» **GIVEN DATA**:
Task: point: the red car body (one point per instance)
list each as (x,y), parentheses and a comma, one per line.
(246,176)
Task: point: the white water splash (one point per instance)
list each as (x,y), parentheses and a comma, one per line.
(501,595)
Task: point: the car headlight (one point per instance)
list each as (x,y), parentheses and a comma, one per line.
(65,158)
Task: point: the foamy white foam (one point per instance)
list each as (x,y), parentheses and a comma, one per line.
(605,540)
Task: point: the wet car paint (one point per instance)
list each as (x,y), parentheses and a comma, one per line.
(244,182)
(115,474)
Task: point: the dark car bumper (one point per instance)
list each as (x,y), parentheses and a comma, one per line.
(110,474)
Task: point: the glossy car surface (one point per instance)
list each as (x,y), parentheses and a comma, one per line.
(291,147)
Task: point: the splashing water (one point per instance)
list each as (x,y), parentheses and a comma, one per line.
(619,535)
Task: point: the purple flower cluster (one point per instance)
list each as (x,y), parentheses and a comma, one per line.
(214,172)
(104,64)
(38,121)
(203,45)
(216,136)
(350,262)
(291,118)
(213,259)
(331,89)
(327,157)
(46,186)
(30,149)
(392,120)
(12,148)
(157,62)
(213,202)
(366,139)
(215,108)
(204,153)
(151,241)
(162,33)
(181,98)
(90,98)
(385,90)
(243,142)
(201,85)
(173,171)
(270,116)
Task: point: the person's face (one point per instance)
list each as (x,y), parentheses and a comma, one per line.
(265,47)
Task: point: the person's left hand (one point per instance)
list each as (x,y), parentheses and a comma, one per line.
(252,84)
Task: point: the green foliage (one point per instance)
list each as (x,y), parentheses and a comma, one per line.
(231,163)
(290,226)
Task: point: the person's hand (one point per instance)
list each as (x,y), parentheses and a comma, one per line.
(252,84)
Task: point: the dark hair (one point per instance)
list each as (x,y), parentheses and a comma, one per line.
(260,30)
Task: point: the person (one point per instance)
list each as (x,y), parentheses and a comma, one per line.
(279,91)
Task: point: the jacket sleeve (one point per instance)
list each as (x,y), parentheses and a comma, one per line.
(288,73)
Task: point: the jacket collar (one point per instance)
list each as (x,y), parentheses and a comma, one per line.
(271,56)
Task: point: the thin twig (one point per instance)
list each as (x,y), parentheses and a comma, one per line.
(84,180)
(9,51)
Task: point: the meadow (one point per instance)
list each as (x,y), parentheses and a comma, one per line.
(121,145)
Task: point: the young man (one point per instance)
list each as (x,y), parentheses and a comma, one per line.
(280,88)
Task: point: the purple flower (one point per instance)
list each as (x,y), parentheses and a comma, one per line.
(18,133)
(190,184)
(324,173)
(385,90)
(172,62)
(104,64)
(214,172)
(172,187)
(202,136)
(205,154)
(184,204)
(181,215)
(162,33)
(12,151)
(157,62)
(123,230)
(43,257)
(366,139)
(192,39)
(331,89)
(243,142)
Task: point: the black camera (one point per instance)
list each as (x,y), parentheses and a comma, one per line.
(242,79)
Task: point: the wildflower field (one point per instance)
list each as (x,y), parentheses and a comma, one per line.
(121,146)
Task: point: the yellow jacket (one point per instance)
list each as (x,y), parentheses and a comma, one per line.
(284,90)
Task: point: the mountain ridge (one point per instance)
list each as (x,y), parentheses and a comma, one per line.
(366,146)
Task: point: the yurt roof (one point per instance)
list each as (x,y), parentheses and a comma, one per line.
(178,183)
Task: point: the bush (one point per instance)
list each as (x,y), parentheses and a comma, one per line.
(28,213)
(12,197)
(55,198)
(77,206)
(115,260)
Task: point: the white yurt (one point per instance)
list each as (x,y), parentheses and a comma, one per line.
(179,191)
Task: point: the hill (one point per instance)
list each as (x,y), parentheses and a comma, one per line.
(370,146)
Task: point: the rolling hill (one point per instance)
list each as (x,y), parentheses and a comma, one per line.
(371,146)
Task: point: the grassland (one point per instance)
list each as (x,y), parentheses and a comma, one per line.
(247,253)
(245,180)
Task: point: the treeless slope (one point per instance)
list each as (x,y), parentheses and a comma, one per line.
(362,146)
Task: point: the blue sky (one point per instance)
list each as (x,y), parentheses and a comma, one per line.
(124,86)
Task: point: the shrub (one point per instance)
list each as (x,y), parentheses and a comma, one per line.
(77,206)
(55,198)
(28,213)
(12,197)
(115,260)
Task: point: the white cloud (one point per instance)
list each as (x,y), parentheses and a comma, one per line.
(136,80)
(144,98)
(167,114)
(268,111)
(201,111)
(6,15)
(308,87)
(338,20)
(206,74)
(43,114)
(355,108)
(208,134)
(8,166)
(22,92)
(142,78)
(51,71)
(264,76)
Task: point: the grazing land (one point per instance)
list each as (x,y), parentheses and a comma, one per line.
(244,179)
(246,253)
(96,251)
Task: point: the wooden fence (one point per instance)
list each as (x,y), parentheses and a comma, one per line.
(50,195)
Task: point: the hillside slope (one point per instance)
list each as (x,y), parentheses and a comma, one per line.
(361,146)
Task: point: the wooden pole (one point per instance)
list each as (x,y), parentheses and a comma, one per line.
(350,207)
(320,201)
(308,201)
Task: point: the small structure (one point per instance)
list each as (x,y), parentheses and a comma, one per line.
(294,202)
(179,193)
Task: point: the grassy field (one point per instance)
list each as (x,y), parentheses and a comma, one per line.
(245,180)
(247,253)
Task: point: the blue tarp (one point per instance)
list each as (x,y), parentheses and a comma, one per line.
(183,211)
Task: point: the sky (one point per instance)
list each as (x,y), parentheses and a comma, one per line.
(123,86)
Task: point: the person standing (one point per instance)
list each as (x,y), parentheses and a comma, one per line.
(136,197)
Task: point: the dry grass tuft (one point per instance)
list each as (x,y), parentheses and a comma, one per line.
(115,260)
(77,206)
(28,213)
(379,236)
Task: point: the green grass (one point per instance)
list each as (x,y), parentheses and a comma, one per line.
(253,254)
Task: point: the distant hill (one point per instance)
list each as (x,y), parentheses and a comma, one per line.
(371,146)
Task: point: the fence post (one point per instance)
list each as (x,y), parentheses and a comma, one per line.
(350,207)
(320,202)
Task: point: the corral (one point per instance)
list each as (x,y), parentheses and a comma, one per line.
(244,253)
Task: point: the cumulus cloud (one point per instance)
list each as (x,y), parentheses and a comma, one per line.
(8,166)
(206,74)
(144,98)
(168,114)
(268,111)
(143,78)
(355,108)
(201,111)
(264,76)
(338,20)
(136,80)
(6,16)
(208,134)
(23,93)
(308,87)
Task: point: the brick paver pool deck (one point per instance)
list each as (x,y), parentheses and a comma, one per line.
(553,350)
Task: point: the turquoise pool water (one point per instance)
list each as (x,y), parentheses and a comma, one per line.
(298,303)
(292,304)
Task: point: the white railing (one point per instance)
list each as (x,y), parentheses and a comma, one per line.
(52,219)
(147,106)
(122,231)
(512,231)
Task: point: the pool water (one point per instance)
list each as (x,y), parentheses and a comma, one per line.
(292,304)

» **BRIEF**:
Once the listing above has been read, restate it exactly.

» **EXERCISE SOLUTION**:
Task: point: the red car body (one point per instance)
list each as (x,y), parentheses and a comma, one per line.
(246,176)
Task: point: the white water splash (one point per instance)
list each as (x,y), parentheses and a comma, one per line.
(501,595)
Task: point: the car headlight (one point per instance)
list each as (x,y), parentheses and a comma, one per line.
(65,158)
Task: point: the foamy white foam (one point per instance)
list each as (x,y), parentheses and a comma, one per line.
(605,540)
Task: point: the wet car paint (one point per instance)
list each as (x,y), parentheses and a comma, one per line.
(244,182)
(115,474)
Task: point: the dark car bumper (one point per instance)
list each as (x,y), parentheses and a comma, one per line.
(110,474)
Task: point: the glossy car surface (one point per instance)
list each as (x,y), parentheses and a comma, one per line.
(291,147)
Task: point: the splashing water (one point per instance)
list each as (x,y), parentheses and a comma, one per line.
(619,535)
Task: point: the purple flower cluster (one point per instance)
list each as (x,y), parentheses and a comma, one per line.
(214,172)
(104,64)
(38,121)
(203,45)
(216,136)
(350,262)
(291,118)
(213,259)
(331,89)
(327,157)
(46,186)
(30,149)
(392,120)
(12,148)
(157,62)
(213,202)
(366,139)
(215,108)
(204,153)
(151,241)
(162,33)
(181,98)
(90,98)
(385,90)
(243,142)
(201,85)
(173,171)
(270,116)
Task: point: the person's face (one point per instance)
list each as (x,y), parentheses and a comma, one per line.
(265,47)
Task: point: the person's left hand (one point per instance)
list each as (x,y), parentheses and a comma, one per line.
(252,84)
Task: point: the green foliage (one point per instance)
list each as (x,y), parentheses and a comma, one per line.
(231,163)
(290,226)
Task: point: the person's hand (one point per instance)
list each as (x,y), parentheses and a comma, one per line.
(252,84)
Task: point: the dark hair (one point per instance)
list each as (x,y), parentheses and a comma, one per line.
(260,30)
Task: point: the person (one point per instance)
list each as (x,y), parentheses and a comma, one per line.
(279,91)
Task: point: the jacket sleeve (one point per instance)
list each as (x,y), parentheses and a comma, one per line.
(288,73)
Task: point: the jacket collar (one point per instance)
list each as (x,y), parentheses and a comma, one per line.
(271,56)
Task: point: the thin twig (one point per instance)
list each as (x,y), parentheses and a comma, one per line.
(84,180)
(9,51)
Task: point: the meadow (one point per instance)
list each as (x,y), parentheses and a comma, one per line.
(121,145)
Task: point: the young man (one point per instance)
list each as (x,y), parentheses and a comma, one per line.
(280,88)
Task: point: the purple flower (one point per instance)
list each as (x,y), parentheses and a comma, one per line.
(18,133)
(190,184)
(324,173)
(385,90)
(172,62)
(104,64)
(214,172)
(172,187)
(202,136)
(205,154)
(184,204)
(181,215)
(162,33)
(12,151)
(157,62)
(123,230)
(43,257)
(366,139)
(192,39)
(331,89)
(243,142)
Task: point: the black camera (one point per instance)
list each as (x,y), parentheses and a comma, one per line.
(242,79)
Task: point: the wildflower field (one point per instance)
list each as (x,y), parentheses and a comma, one per line.
(121,146)
Task: point: the yellow jacket (one point per instance)
list each as (x,y), parentheses and a comma, one per line.
(284,90)
Task: point: the mountain ridge (one point per instance)
list each as (x,y), parentheses and a comma, one per line.
(366,146)
Task: point: the yurt roof (one point per instance)
list each as (x,y), parentheses and a comma, one per line.
(178,183)
Task: point: the bush (one point per instance)
list each as (x,y), parentheses and a comma, one per line.
(28,213)
(12,197)
(55,198)
(77,206)
(115,260)
Task: point: the white yurt (one point per instance)
list each as (x,y), parentheses and a comma, one per line.
(179,191)
Task: point: the hill (one point per instance)
list each as (x,y), parentheses and a comma, one per line.
(370,146)
Task: point: the rolling hill (one point per instance)
list each as (x,y), parentheses and a comma, one per line.
(371,146)
Task: point: the grassland (one point per instance)
list each as (x,y), parentheses and a comma, one per line.
(247,253)
(245,180)
Task: point: the treeless slope (one point per instance)
list each as (x,y), parentheses and a comma, one per line.
(362,146)
Task: point: the blue sky (one point per instance)
list each as (x,y), parentheses and a comma, one per line.
(124,86)
Task: point: the shrub (one point per instance)
list each as (x,y), parentheses and a comma, one per line.
(77,206)
(55,198)
(28,213)
(12,197)
(115,260)
Task: point: the white cloud (one point per instance)
list each as (x,y), parentheses and a comma, one per line.
(136,80)
(144,98)
(167,114)
(268,111)
(201,111)
(6,15)
(308,87)
(338,20)
(206,74)
(43,114)
(355,108)
(208,134)
(8,166)
(22,92)
(142,78)
(51,71)
(264,76)
Task: point: the grazing land (one point per instance)
list each as (x,y), parentheses and a comma, one per line.
(244,179)
(246,253)
(96,251)
Task: point: the wooden fence (one point per instance)
list each as (x,y), parentheses and a comma, one per line.
(50,195)
Task: point: the hillside slope (one point per instance)
list each as (x,y), parentheses and a comma, one per line.
(361,146)
Task: point: the wooden pole (one point per instance)
list each as (x,y), parentheses and a comma, one per line.
(350,207)
(320,201)
(308,201)
Task: point: the small structure (one point per instance)
list each as (x,y), parentheses and a comma, one per line.
(294,202)
(179,193)
Task: point: the grassy field (one point per instance)
list each as (x,y), parentheses and a comma, one per line.
(245,180)
(247,253)
Task: point: the blue tarp (one point per instance)
list each as (x,y), parentheses and a comma, one per line.
(183,211)
Task: point: the sky (one point per instance)
list each as (x,y), parentheses and a comma, one per line.
(123,86)
Task: point: the person standing (one point per instance)
list each as (x,y), parentheses and a comma, one per line.
(136,197)
Task: point: the dry grass tuft (one point per instance)
list each as (x,y), parentheses and a comma, one per line.
(115,260)
(77,206)
(28,213)
(379,236)
Task: point: the green grass (one point per instance)
list each as (x,y), parentheses and a comma, one per line.
(253,254)
Task: point: the distant hill (one point per instance)
list each as (x,y), parentheses and a comma, one per line.
(371,146)
Task: point: the fence post (one point per instance)
list each as (x,y), parentheses and a comma, one per line.
(350,207)
(320,202)
Task: point: the corral (one point per instance)
list each as (x,y), parentheses and a comma, one per line.
(244,253)
Task: point: the cumulus cloud (one point per instance)
list each as (x,y), parentheses and a comma, one per line.
(8,166)
(206,74)
(144,98)
(168,114)
(268,111)
(143,78)
(355,108)
(201,111)
(264,76)
(338,20)
(136,80)
(6,16)
(208,134)
(23,93)
(308,87)
Task: point: the brick paver pool deck (one point per instance)
list each as (x,y), parentheses and a comma, one per line.
(553,350)
Task: point: the turquoise pool water (one point per instance)
list each as (x,y), parentheses and a comma, one per line.
(298,303)
(292,304)
Task: point: the white railing (one point per instance)
list each as (x,y), parentheses and a comma, one per line.
(52,219)
(147,106)
(122,231)
(512,231)
Task: point: the pool water (one point per instance)
list each as (x,y), parentheses and a comma, one per line.
(292,304)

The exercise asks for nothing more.